* [EXERCISES]:
1 – In the Scribe-Data project description, reproduce the passage starting with "Page MenuHomePhabricator" and going on through "on Scribe-Data (T358064).".
2 – Answer these questions from the Scribe-Data project description:
(a) For what kind of users does the Scribe organization make keyboard applications?
(b) Which two projects do the two Google Summer of Code 2024 projects focus on?
(c) What example does the description give of data that the general service could provide?
3 – Extend the Scribe-Data project description beyond its last line.

***** EXCERPTED TEXT *****

Page MenuHomePhabricator

(GSoC 2024) Scribe-Data: Refactor into a multi purpose Wikidata language pack CLI tool
Open, Needs TriagePublic



This is one of two projects for Google Summer of Code 2024 for the Scribe organization that makes keyboard applications for second language learners using Wikidata and other Wikimedia projects as a basis for the data. The goal of Scribe is to provide everything that a user needs to help them with their second language in any app without them needing to leave their keyboard to look up grammar or other needed information. One focuses on Scribe-iOS (T358063), and the other on Scribe-Data (T358064).

We are a Wikimedia Project for New Developers and would love to work with you!

Project Goals

  • Scribe-Data is our Wikidata lexemes data process that gets the data for the other applications that the Scribe team makes
  • As of now the process is specific to Scribe applications
  • We want to turn this into a general service that anyone can use to easily get language data from Wikidata
    • For example: all German verbs in various formats, all French nouns...
    • Etc for all languages and word types...

***** EXCERPTED DATA *****

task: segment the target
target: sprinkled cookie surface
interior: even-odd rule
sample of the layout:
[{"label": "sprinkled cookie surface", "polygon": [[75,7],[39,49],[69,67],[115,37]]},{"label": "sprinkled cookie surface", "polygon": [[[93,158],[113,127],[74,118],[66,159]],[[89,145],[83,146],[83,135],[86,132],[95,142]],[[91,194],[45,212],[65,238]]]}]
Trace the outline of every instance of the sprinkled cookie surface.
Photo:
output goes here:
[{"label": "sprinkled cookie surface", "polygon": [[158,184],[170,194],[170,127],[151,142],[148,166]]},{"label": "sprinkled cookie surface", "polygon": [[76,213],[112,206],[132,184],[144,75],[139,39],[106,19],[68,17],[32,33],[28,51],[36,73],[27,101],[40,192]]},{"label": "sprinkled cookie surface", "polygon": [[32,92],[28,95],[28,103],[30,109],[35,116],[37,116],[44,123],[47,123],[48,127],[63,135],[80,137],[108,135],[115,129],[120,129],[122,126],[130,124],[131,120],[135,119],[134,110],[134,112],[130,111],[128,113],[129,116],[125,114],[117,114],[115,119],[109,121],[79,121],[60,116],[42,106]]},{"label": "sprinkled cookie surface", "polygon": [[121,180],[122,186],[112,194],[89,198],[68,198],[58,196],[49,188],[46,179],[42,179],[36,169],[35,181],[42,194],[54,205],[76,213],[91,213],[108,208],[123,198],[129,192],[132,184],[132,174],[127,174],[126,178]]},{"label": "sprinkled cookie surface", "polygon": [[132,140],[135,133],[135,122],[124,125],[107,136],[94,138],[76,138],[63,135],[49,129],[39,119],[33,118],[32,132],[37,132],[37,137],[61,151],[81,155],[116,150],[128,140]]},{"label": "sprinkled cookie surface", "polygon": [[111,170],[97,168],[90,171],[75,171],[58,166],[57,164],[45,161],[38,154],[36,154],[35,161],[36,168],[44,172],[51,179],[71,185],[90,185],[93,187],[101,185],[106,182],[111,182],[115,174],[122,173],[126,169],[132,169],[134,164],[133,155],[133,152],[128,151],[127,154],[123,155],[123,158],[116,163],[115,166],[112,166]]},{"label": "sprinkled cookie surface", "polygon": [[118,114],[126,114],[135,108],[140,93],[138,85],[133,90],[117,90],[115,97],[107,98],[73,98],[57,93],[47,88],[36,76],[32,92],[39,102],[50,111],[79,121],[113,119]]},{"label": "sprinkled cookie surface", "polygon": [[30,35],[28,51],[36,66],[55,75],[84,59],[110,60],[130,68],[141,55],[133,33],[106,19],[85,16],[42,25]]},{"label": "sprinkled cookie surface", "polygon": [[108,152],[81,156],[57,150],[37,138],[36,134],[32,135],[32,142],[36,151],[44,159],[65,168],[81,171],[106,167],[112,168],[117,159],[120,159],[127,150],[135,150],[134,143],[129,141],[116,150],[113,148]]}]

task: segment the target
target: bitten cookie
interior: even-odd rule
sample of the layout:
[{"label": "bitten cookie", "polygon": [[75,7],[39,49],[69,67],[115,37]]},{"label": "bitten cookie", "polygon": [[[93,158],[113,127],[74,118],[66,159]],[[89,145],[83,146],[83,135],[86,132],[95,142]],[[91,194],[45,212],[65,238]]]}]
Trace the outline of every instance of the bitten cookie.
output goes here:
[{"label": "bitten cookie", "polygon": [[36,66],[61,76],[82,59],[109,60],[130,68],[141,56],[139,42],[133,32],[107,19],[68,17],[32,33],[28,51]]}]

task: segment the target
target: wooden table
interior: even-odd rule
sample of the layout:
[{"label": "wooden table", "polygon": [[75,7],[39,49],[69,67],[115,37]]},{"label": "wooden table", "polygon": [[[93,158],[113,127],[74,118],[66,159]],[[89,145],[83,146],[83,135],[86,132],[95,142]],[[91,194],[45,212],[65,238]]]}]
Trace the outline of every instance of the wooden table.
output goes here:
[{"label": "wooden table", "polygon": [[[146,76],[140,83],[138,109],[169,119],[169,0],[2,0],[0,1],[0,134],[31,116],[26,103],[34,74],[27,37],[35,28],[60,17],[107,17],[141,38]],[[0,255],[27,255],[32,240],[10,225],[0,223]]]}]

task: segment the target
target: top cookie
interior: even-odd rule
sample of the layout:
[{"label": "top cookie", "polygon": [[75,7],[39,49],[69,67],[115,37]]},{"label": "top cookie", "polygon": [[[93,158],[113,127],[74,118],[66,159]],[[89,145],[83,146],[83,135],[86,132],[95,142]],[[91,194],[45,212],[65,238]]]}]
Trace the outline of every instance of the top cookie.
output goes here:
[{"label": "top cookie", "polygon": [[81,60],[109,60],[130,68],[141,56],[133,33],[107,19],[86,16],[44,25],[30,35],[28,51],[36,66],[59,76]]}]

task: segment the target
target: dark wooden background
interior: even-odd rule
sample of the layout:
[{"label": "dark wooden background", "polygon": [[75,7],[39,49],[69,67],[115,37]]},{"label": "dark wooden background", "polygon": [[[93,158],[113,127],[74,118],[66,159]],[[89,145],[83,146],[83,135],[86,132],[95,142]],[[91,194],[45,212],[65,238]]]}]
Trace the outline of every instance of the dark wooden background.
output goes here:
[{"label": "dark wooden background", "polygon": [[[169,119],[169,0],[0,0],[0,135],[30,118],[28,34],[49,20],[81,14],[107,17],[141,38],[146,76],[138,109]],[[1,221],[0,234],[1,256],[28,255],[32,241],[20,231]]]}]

*****

* [RESPONSE LIST]:
1 –
Page MenuHomePhabricator

(GSoC 2024) Scribe-Data: Refactor into a multi purpose Wikidata language pack CLI tool
Open, Needs TriagePublic



This is one of two projects for Google Summer of Code 2024 for the Scribe organization that makes keyboard applications for second language learners using Wikidata and other Wikimedia projects as a basis for the data. The goal of Scribe is to provide everything that a user needs to help them with their second language in any app without them needing to leave their keyboard to look up grammar or other needed information. One focuses on Scribe-iOS (T358063), and the other on Scribe-Data (T358064).

2 –
(a) Second language learners.
(b) Scribe-iOS and Scribe-Data.
(c) All German verbs in various formats and all French nouns.

3 –
  • The main task is devising how best to achieve this and make changes so that the project can have a more broad usability to the greater Wikimedia/open-source community
  • Once that's done, more Wikidata query and formatting processes will be written to expand the reach of the service to non-Scribe languages
  • There's also the potential to work on deploying the service via Docker as well as developing the test suite for Scribe-Data
  • This new version of the data process will be used to make API calls later on via our in development Scribe-Server, with the student being welcome to work with us on this after GSoC

Project Specifics



All issues related to this project will be tracked on GitHub. Please join our community Matrix spaces to chat with the team and learn more about Scribe! Specifically we have a room for GSoC and another for data processes. During the program your mentors will be happy to communicate with you on GitHub or via Matrix. You'll also be invited to the Scribe bi-weekly developer calls where you'll have time to present your progress and work with the team on any problems. Calls and checkins outside of the syncs can also happen if needed :)

Event Timeline

Hi @AndrewTavis It sounds like a great project and is perfect for GSoC!

I have added this project to our GSOC 2024 Media Wiki page:

Kindly share your project via Wikitech by replying to this thread:

If this is your first time mentoring via GSoC, I recommend reviewing this guide for mentors: Additionally, I'll add you to our Zulip chat where you can connect with fellow mentors for ongoing support and collaboration.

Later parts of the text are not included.